* [GOAL OF THE EXERCISE] Show every line of the records that holds the word "logo".

* [PROVIDED INFORMATION]
====================

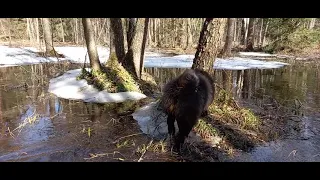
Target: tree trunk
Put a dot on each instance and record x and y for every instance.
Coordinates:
(227, 80)
(312, 23)
(189, 32)
(226, 51)
(117, 31)
(265, 33)
(143, 47)
(209, 43)
(91, 45)
(9, 32)
(155, 32)
(28, 30)
(111, 44)
(47, 36)
(37, 31)
(243, 32)
(250, 36)
(235, 30)
(135, 37)
(62, 30)
(76, 38)
(260, 33)
(183, 33)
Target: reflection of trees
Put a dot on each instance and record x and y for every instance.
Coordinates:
(296, 81)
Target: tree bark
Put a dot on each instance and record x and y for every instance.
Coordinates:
(209, 43)
(189, 32)
(47, 33)
(226, 51)
(312, 23)
(250, 36)
(118, 39)
(135, 37)
(9, 32)
(91, 45)
(243, 32)
(143, 47)
(62, 30)
(260, 33)
(265, 33)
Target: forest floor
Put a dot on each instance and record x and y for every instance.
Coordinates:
(227, 121)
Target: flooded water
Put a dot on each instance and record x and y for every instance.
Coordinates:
(37, 126)
(296, 88)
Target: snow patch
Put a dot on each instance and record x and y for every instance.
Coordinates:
(68, 87)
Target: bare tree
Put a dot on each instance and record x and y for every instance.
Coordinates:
(91, 45)
(118, 39)
(209, 43)
(62, 29)
(226, 51)
(189, 32)
(143, 47)
(312, 23)
(134, 38)
(47, 33)
(250, 36)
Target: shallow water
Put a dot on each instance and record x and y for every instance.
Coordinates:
(296, 88)
(60, 131)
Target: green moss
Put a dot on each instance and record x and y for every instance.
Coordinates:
(122, 78)
(205, 130)
(113, 77)
(226, 109)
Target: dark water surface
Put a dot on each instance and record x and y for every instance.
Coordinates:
(55, 129)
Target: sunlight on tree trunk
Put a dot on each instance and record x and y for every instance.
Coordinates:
(144, 40)
(209, 43)
(91, 45)
(47, 33)
(135, 37)
(226, 51)
(117, 31)
(250, 36)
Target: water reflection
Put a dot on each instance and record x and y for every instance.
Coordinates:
(293, 89)
(63, 124)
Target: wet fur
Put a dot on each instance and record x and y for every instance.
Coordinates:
(185, 99)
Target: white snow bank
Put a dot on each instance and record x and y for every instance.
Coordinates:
(236, 63)
(10, 56)
(151, 121)
(256, 54)
(68, 87)
(27, 55)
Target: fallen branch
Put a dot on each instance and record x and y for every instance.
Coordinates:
(144, 152)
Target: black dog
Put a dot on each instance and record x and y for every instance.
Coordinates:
(185, 99)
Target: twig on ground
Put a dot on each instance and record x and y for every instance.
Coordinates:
(144, 152)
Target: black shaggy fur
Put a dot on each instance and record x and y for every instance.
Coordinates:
(185, 99)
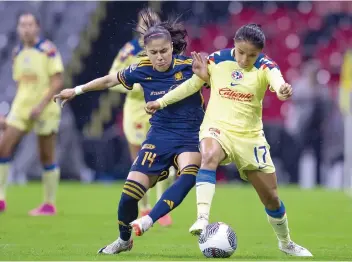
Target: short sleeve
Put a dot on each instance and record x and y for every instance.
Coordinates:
(129, 76)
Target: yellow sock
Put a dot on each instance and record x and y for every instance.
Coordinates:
(51, 177)
(4, 173)
(280, 226)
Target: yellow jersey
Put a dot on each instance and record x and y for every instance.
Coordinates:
(237, 94)
(32, 69)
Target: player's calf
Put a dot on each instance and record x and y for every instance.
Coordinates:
(171, 198)
(128, 207)
(116, 247)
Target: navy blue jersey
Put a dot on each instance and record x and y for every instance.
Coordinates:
(180, 121)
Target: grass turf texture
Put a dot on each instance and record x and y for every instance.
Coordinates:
(320, 220)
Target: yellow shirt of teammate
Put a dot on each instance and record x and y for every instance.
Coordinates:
(32, 69)
(234, 113)
(135, 119)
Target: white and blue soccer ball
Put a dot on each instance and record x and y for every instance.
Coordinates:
(217, 240)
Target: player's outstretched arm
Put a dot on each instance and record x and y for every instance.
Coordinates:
(94, 85)
(200, 66)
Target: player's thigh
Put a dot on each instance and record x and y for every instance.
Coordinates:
(143, 179)
(265, 184)
(9, 139)
(134, 149)
(252, 154)
(188, 158)
(47, 146)
(213, 147)
(154, 160)
(135, 128)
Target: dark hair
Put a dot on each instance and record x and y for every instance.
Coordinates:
(252, 33)
(172, 30)
(36, 18)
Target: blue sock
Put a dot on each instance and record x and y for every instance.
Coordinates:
(175, 194)
(206, 176)
(278, 213)
(128, 207)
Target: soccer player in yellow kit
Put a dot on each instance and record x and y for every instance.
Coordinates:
(135, 120)
(232, 129)
(38, 73)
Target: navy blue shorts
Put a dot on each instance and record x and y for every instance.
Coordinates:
(157, 156)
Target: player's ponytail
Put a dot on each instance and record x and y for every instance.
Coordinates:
(172, 30)
(252, 33)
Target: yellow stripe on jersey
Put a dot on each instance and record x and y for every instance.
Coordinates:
(121, 79)
(183, 62)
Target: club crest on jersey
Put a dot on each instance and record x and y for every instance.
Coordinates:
(178, 76)
(148, 146)
(133, 67)
(237, 75)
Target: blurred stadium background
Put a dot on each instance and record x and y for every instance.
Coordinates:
(309, 41)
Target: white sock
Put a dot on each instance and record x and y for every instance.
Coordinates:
(50, 182)
(160, 188)
(4, 173)
(144, 202)
(280, 226)
(205, 193)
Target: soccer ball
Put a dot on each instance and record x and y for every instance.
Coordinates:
(217, 240)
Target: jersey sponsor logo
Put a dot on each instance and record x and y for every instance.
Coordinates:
(237, 75)
(267, 62)
(29, 78)
(156, 93)
(148, 146)
(235, 95)
(178, 76)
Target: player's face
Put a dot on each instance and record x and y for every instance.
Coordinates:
(159, 51)
(27, 28)
(246, 54)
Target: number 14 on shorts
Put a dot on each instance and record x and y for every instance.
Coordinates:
(260, 156)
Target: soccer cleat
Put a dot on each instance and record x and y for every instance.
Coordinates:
(116, 247)
(2, 206)
(43, 210)
(293, 249)
(197, 228)
(141, 225)
(165, 221)
(145, 212)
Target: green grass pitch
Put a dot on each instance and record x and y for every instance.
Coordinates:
(320, 220)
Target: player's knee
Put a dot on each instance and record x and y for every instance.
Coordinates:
(5, 150)
(46, 157)
(272, 201)
(210, 159)
(132, 192)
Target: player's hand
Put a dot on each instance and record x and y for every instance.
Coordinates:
(200, 66)
(35, 113)
(285, 92)
(152, 107)
(65, 96)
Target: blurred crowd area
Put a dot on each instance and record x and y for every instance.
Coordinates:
(308, 40)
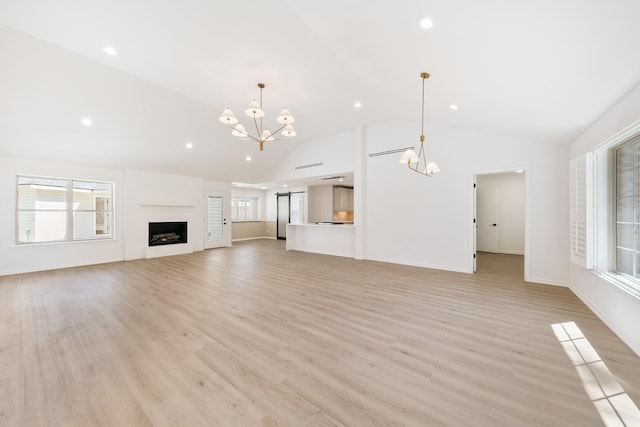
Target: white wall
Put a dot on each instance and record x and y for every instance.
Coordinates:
(24, 258)
(336, 153)
(619, 310)
(156, 197)
(251, 193)
(510, 188)
(416, 220)
(411, 219)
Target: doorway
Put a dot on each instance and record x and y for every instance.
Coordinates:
(284, 215)
(216, 222)
(500, 221)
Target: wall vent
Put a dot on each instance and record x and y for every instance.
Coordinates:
(310, 165)
(394, 151)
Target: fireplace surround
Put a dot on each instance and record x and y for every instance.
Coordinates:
(167, 233)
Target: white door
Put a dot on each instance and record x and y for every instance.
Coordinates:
(487, 219)
(215, 221)
(475, 224)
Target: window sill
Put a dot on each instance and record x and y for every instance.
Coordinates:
(623, 284)
(63, 242)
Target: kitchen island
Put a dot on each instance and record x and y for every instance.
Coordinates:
(326, 238)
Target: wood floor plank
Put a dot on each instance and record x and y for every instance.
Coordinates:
(254, 335)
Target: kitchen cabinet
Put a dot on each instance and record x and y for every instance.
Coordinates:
(343, 199)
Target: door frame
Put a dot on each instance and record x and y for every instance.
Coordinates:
(527, 216)
(278, 195)
(225, 218)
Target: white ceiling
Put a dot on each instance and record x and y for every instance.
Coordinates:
(542, 70)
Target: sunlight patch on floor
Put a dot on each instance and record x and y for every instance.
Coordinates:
(614, 405)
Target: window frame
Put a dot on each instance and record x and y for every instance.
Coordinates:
(70, 211)
(604, 216)
(633, 142)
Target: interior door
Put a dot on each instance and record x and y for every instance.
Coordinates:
(283, 215)
(475, 223)
(487, 219)
(215, 220)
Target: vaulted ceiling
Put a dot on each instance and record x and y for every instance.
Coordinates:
(542, 70)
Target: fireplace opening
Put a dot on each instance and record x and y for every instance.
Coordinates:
(167, 233)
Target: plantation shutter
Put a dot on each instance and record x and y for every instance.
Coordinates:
(581, 191)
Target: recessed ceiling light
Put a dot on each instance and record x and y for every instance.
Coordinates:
(110, 50)
(425, 22)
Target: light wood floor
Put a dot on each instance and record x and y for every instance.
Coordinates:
(254, 335)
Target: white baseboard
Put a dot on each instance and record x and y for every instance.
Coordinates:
(253, 238)
(551, 282)
(9, 272)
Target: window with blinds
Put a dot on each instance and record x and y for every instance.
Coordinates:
(581, 190)
(59, 210)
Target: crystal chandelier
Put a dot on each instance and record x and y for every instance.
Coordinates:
(418, 163)
(256, 113)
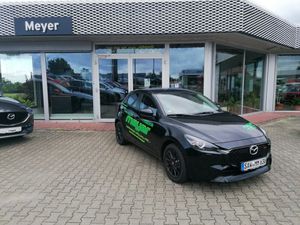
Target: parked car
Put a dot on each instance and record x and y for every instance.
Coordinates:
(16, 119)
(192, 136)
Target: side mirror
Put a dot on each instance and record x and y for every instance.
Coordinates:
(147, 113)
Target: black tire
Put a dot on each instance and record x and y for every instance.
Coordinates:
(120, 134)
(174, 164)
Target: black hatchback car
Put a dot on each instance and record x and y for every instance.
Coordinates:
(193, 137)
(15, 118)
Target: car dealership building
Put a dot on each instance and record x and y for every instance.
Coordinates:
(79, 60)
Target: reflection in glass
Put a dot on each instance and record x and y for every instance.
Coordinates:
(147, 73)
(288, 83)
(229, 75)
(19, 79)
(69, 79)
(187, 66)
(129, 49)
(253, 83)
(113, 75)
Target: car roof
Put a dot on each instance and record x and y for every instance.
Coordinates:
(162, 90)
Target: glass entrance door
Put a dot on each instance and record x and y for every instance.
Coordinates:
(119, 74)
(113, 85)
(147, 73)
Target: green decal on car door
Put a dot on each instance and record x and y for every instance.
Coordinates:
(137, 129)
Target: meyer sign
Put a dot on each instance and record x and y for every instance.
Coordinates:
(43, 26)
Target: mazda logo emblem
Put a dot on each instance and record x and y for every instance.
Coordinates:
(11, 116)
(253, 149)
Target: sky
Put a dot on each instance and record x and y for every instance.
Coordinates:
(286, 9)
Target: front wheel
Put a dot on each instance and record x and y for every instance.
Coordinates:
(120, 134)
(174, 164)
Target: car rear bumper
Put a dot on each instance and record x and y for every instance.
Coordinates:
(221, 167)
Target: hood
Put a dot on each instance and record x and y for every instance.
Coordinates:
(10, 105)
(219, 127)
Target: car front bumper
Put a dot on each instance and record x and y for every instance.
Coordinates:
(224, 167)
(27, 128)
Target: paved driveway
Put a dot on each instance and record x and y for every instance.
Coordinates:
(79, 177)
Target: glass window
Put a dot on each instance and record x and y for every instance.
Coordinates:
(253, 82)
(113, 75)
(21, 79)
(129, 49)
(146, 103)
(70, 91)
(229, 77)
(288, 83)
(132, 99)
(187, 103)
(147, 73)
(187, 66)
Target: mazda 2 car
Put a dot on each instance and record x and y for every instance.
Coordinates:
(15, 119)
(192, 136)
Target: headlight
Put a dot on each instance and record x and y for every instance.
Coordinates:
(29, 110)
(201, 145)
(265, 133)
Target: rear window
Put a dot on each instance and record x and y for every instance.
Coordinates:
(132, 100)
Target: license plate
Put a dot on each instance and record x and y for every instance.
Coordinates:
(10, 130)
(251, 165)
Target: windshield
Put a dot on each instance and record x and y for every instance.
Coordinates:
(186, 103)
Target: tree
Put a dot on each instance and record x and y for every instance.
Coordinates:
(59, 66)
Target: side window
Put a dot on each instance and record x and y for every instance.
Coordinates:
(133, 100)
(147, 102)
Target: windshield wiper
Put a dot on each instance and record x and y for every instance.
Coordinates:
(179, 114)
(204, 113)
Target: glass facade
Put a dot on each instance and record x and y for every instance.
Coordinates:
(129, 49)
(69, 80)
(20, 79)
(113, 75)
(187, 66)
(253, 82)
(147, 73)
(288, 83)
(229, 78)
(239, 80)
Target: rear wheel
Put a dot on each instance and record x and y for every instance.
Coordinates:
(120, 134)
(174, 164)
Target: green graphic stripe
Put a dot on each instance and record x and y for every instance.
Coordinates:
(132, 132)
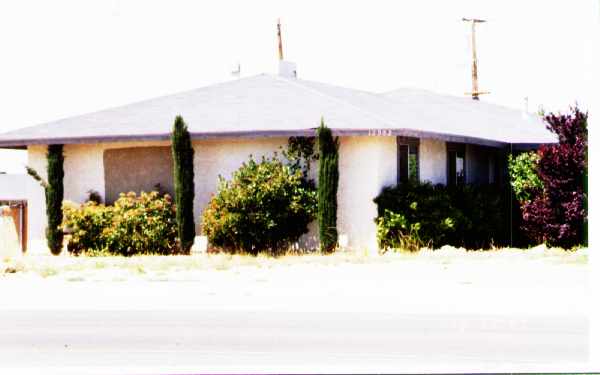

====================

* [TASK RESULT]
Target: jersey sponsor logo
Target: mazda logo emblem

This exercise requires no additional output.